[Image boundary annotation data]
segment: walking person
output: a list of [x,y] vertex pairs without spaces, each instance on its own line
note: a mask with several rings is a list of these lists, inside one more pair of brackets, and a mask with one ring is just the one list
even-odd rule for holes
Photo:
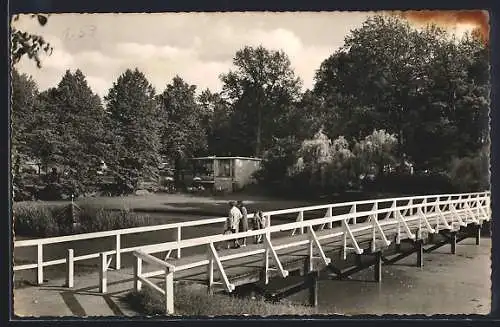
* * *
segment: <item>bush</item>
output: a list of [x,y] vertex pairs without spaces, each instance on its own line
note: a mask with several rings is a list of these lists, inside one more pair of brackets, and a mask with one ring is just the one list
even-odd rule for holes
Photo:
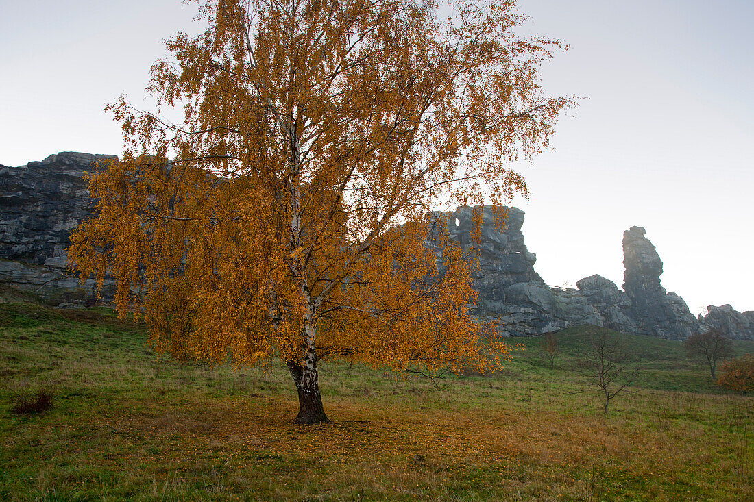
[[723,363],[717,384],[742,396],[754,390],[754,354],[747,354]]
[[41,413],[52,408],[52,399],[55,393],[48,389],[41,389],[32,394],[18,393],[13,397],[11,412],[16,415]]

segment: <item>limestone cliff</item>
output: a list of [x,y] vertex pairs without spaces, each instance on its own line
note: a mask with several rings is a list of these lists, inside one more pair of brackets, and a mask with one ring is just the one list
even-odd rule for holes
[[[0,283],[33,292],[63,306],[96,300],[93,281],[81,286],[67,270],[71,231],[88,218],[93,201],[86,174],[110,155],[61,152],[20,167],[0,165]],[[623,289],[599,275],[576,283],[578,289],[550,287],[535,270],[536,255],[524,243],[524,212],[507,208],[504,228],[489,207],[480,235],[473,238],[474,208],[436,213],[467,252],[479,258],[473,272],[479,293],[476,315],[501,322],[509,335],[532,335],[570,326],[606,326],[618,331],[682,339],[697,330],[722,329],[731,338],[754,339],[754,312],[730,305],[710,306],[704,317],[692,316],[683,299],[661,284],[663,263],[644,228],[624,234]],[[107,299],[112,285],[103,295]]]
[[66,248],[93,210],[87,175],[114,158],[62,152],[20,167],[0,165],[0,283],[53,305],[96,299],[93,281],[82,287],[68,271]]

TASK DESCRIPTION:
Render the lines of the items as a numbered list, starting with the line that contains "segment: <item>bush</item>" and going on through the line that contains "[[723,363],[717,384],[742,396],[754,390],[754,354],[747,354]]", both included. Skip blank lines and leave the pictures out.

ANSWER FOR THE TASK:
1. segment: <item>bush</item>
2. output: a list of [x,y] vertex pairs without spaces, each instance on its own line
3. note: a mask with several rings is a list of these lists, inside one more pair of brackets, and a mask with one ring is just the one list
4. even-odd rule for holes
5. Photo:
6. [[723,363],[717,384],[742,396],[754,390],[754,354],[747,354]]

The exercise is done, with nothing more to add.